BEGIN Materials provided

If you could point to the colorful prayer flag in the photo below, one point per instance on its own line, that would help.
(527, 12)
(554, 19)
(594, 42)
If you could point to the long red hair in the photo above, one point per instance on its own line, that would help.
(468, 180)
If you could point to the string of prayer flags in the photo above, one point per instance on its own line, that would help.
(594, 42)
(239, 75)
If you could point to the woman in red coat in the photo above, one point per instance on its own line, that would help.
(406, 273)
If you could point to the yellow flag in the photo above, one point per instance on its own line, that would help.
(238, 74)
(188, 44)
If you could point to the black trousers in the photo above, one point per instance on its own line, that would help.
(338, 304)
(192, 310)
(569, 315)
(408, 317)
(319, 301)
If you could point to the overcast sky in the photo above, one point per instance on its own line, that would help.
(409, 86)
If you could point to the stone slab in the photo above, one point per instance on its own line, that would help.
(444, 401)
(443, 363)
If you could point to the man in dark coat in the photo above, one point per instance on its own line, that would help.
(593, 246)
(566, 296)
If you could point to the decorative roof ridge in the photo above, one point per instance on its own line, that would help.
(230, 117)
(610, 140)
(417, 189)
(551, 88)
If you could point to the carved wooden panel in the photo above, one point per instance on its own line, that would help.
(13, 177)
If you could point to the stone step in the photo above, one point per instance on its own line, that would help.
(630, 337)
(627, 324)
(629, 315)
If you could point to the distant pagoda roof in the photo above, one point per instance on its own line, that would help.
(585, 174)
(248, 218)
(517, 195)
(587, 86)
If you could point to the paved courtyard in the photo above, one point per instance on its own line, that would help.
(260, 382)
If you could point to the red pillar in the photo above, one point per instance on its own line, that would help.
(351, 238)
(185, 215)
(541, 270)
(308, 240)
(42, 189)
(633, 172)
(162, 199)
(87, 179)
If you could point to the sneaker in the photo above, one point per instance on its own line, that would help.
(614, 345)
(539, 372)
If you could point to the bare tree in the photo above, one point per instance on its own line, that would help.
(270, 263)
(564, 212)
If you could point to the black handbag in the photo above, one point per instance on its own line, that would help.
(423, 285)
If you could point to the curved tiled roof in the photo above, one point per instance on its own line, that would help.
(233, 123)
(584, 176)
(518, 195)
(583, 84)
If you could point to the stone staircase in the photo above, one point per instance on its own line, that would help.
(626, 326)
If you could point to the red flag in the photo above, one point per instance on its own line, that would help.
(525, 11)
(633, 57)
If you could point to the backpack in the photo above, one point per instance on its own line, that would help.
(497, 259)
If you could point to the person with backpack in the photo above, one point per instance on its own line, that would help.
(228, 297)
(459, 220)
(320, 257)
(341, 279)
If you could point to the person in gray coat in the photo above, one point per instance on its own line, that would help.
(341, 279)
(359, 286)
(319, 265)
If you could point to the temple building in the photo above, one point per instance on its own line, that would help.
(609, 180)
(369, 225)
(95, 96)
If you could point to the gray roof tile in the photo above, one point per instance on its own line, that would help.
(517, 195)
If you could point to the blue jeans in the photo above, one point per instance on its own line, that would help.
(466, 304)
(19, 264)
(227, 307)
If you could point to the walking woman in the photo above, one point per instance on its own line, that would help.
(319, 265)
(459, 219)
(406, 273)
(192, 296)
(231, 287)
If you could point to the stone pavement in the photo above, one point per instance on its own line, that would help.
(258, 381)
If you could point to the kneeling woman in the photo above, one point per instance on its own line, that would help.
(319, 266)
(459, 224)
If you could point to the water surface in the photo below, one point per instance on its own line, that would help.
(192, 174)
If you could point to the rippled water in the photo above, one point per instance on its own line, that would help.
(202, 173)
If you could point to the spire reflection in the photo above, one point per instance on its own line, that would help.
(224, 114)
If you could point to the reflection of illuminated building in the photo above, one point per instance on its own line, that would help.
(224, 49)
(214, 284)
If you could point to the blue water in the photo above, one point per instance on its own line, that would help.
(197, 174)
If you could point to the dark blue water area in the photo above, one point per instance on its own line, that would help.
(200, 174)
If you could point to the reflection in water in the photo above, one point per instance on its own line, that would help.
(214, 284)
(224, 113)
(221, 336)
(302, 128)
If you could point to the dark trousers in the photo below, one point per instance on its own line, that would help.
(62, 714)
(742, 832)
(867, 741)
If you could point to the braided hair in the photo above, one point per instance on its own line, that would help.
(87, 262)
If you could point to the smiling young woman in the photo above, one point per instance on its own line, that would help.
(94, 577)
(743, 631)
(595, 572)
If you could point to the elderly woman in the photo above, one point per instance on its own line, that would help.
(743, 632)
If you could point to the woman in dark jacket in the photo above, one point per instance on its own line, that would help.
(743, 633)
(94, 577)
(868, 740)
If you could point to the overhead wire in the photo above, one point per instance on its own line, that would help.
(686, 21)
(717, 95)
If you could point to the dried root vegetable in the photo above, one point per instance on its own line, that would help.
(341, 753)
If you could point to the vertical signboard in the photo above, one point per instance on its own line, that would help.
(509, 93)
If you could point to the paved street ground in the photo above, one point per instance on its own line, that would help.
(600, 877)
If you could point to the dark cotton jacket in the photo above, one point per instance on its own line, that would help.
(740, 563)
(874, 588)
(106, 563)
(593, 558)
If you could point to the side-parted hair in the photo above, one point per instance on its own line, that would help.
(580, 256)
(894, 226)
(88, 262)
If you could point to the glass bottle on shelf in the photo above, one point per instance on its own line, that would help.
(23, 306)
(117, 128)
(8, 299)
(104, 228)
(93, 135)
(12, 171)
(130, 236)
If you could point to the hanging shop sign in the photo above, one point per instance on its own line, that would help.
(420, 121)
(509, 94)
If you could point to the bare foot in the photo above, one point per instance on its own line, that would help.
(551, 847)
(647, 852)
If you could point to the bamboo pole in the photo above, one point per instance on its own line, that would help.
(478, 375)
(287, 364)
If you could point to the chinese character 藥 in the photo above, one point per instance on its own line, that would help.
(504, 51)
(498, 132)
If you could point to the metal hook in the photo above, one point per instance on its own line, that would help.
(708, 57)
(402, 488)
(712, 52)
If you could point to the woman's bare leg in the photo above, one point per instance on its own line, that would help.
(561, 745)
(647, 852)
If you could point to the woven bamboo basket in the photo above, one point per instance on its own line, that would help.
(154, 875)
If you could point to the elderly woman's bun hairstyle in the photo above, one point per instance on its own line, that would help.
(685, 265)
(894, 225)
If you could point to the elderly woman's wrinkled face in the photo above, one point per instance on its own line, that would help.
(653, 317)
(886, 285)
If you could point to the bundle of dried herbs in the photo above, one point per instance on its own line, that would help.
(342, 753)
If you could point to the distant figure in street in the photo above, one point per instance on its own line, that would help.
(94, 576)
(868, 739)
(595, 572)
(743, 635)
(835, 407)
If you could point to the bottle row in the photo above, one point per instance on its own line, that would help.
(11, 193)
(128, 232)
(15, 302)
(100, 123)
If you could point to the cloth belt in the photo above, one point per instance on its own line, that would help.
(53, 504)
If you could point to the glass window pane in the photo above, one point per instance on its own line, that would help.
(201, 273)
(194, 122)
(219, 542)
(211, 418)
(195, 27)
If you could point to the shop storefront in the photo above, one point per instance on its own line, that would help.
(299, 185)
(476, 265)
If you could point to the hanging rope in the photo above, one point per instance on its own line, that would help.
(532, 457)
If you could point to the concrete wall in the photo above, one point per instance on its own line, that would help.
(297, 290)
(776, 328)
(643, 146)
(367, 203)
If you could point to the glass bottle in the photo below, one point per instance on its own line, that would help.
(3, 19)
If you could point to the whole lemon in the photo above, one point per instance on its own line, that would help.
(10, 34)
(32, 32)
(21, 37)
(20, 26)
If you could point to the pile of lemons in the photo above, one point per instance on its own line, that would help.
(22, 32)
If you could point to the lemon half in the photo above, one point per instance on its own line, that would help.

END Materials provided

• _What you are asked to do_:
Copy the records above exactly as written.

• _Solution below_:
If you could point to the colorful prayer flag in the photo below, one point per instance on its own line, that would help.
(527, 12)
(554, 19)
(594, 42)
If you could point to the long red hair in the photo above, one point per instance on its own line, that would help.
(468, 180)
If you could point to the string of prayer flags in the photo above, one point per instance on its own line, that would help.
(594, 42)
(239, 75)
If you could point to the woman in red coat in the photo above, one point per instance on its own line, that would help.
(406, 273)
If you could point to the yellow flag in the photo above, one point per instance on its own line, that would help.
(238, 74)
(188, 44)
If you could point to the black trousers in the photo above, one point per instance on its own line, that would help.
(338, 304)
(192, 310)
(569, 315)
(408, 317)
(319, 301)
If you could point to the overcast sky in the photo above, one point per instance on its own line, that would help.
(409, 86)
If you could point to the stone slab in the photo above, one point per instance on its own line, that would help.
(444, 401)
(443, 363)
If you could point to the man in dark coat in the photo above, one point per instance on its own line, that would help.
(593, 246)
(566, 296)
If you could point to the decorative roof ridge in the photo above, one point per instance on its own line, that would help.
(230, 117)
(610, 140)
(417, 189)
(551, 88)
If you could point to the carved wooden panel in the photo above, one point per instance on its own line, that would help.
(13, 177)
If you could point to the stone step in the photo above, one point per instance on its own line, that would help.
(630, 337)
(627, 324)
(629, 315)
If you could point to the distant pagoda roof in the photo above, one point per instance on its own line, that would help.
(585, 174)
(248, 218)
(517, 195)
(587, 86)
If you could point to the paved courtyard in the photo above, one point per instance on its own line, that would help.
(260, 382)
If you could point to the red pillar in the photo above, one point per instance on its own line, that would help.
(351, 238)
(185, 215)
(541, 270)
(308, 240)
(42, 189)
(633, 172)
(162, 199)
(87, 179)
If you could point to the sneaker in the photo above, one point per instance on its own line, that would help.
(614, 345)
(539, 372)
If you could point to the bare tree in the photo above, one point per instance on its own line, that would help.
(270, 263)
(564, 212)
If you could point to the black handbag in the photo above, one point per instance on its own line, that would help.
(423, 285)
If you could point to the curved tiled roof in the photo above, one point per instance on its own line, that would help.
(233, 123)
(584, 176)
(518, 195)
(583, 84)
If you could point to the stone staircase in the photo above, one point per instance on its own line, that would help.
(626, 326)
If you could point to the red flag in the photo above, one point per instance on its own line, that would help.
(525, 11)
(633, 57)
If you could point to the backpack in the photo above, one point per instance on its own line, that would help.
(497, 259)
If you could point to the person with backpack in the photo above, one point per instance on its own line, that would help.
(228, 297)
(459, 220)
(320, 257)
(341, 279)
If you could point to the person in gray coat in the photo above, one point per instance on its own line, that would help.
(341, 279)
(359, 286)
(319, 265)
If you could point to the temple building in the photo above, one point per instance on its own line, that would help.
(609, 180)
(369, 225)
(95, 96)
If you could point to the gray roof tile in the photo above, one point per instance on its own line, that would help.
(517, 195)
If you could point to the blue jeans in the photo above, one point per instance on its own line, that would help.
(466, 304)
(19, 264)
(227, 307)
If you could point to the walking woman in the photo above, one point per instance on its own line, that would help.
(319, 265)
(459, 219)
(406, 273)
(192, 296)
(231, 287)
If you could point to the stone pavement in the photo above, one point per instance on its own line, that would help.
(258, 381)
If you could point to the kneeling woman in the photo above, one point per instance on its own line, that would help.
(319, 266)
(459, 224)
If you could point to the water surface in the photo below, one point per instance on its own line, that would help.
(192, 174)
If you could point to the rippled water in the photo above, one point per instance on its own line, that would help.
(202, 173)
If you could point to the spire reflection in the photo above, one point per instance on its own line, that would help.
(224, 114)
If you could point to the reflection of illuminated building in the photo above, one point per instance on its own line, that would help.
(224, 49)
(214, 284)
If you could point to the blue water in the photo above, one point per instance on its own line, that would help.
(197, 174)
If you could point to the dark blue water area in the photo above, one point per instance on its own line, that would help.
(200, 174)
If you could point to the reflection in water in the photo above, one point per instance on its own line, that would help.
(214, 284)
(224, 113)
(221, 336)
(302, 128)
If you could point to the dark trousers in the photo below, one point per instance on its own line, that would help.
(62, 714)
(742, 832)
(867, 741)
If you could point to the braided hair in the photo above, one point per instance on its own line, that would help.
(87, 262)
If you could point to the smiling young woman in the photo above, one point per instance on its own line, that would help.
(94, 577)
(743, 631)
(595, 572)
If you could point to the elderly woman in the photo above, one point per instance on its own line, that would help.
(743, 632)
If you could point to the woman in dark jacket in the photo above, one point per instance on its own line, that would help.
(743, 633)
(94, 577)
(868, 740)
If you could point to the overhead wire in the photo above, one point per instance on its own line, that would help.
(686, 21)
(717, 95)
If you could point to the dried root vegetable in the photo above, one point per instance on its own line, that would help.
(341, 753)
If you could point to the vertical signboard in the photo above, one point per instance on its own line, that would help.
(509, 93)
If you could point to the paved street ground in the photo above, one point per instance on its own line, that would help.
(600, 877)
If you could point to the dark cotton jacket in the photo above, one point per instance on its own line, that would help.
(740, 563)
(874, 588)
(106, 563)
(593, 558)
If you could point to the side-parted hair in the photo above, one point per instance on its own line, that would help.
(580, 256)
(894, 226)
(88, 262)
If you could point to the glass bottle on shelf in the photo above, one point per instance on its own line, that would help.
(23, 306)
(117, 128)
(8, 299)
(104, 228)
(93, 135)
(12, 171)
(130, 236)
If you could point to the hanging shop sign in the photo above, one point per instance on its own line, that would help.
(420, 121)
(509, 94)
If you could point to the bare foot in the photo above, one point per instance on its own line, that would help.
(551, 847)
(647, 852)
If you could point to the bamboo pole in the photo above, one point per instance on its own line, that would help.
(478, 375)
(287, 364)
If you could point to the chinese character 藥 in the photo above, one point per instance on its own line, that would help.
(504, 51)
(498, 132)
If you could point to the metal hook in the photo above, one point per instance on its own line, that would help.
(708, 57)
(402, 488)
(712, 52)
If you could point to the woman's bare leg in the photo above, one point per instance on its own line, that would help.
(561, 745)
(647, 852)
If you could point to the woven bamboo basket in the photo above, one point per instance on its own line, that would help.
(154, 875)
If you could point to the elderly woman's bun hairstyle in the photo above, one point per instance on its own line, that would help.
(685, 265)
(894, 225)
If you could point to the elderly woman's wrinkled face in the photo above, one point per instance on its own line, that would help.
(653, 317)
(886, 285)
If you could point to the bundle of dried herbs in the photo above, one point per instance on its own line, that would help.
(342, 753)
If you could point to the distant figure in street in the photo above, one point per instance on its own line, that would help.
(94, 576)
(868, 739)
(595, 572)
(743, 635)
(835, 407)
If you could point to the bottle row in the photo above, one point per instance on its own line, that would help.
(11, 193)
(128, 232)
(15, 302)
(100, 123)
If you could point to the cloth belt in the photo above, one point per instance on its own line, that would help.
(53, 504)
If you could point to the glass window pane in the photo above, one point per instance on its own line, that would help.
(201, 273)
(194, 122)
(219, 542)
(211, 418)
(195, 27)
If you could point to the shop storefront in the photo above, one point per instance on its own line, that would help.
(299, 185)
(476, 265)
If you could point to the hanging rope in the photo above, one point per instance on its own line, that would help.
(532, 457)
If you could point to the concrete wall in the photo above, one point per instance on its own line, that would help.
(297, 290)
(776, 328)
(643, 146)
(367, 203)
If you could point to the glass bottle in the photo below, one point per instance on its own line, that would help.
(3, 19)
If you could point to the whole lemon in the photo above, one point per instance on its own line, that would help.
(10, 34)
(32, 32)
(21, 37)
(20, 26)
If you could point to the pile of lemons in the photo above, one point per instance on its own line, that would help.
(22, 32)
If you could point to the lemon half in the photo above, one point per instance on its own line, that would help.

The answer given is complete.